BEGIN RECORD LIST
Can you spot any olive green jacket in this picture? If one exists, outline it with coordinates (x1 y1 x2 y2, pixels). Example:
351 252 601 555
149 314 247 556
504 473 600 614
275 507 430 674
END RECORD LIST
- _JOB_:
Please write down all of the entries above again, keeping every line the same.

- _ANSWER TO THE TASK_:
Can you spot any olive green jacket in this picture? If one exists, outline it with coordinates (x1 y1 x2 y2, pixels). Example:
351 252 601 555
149 314 247 556
504 473 600 614
275 507 430 674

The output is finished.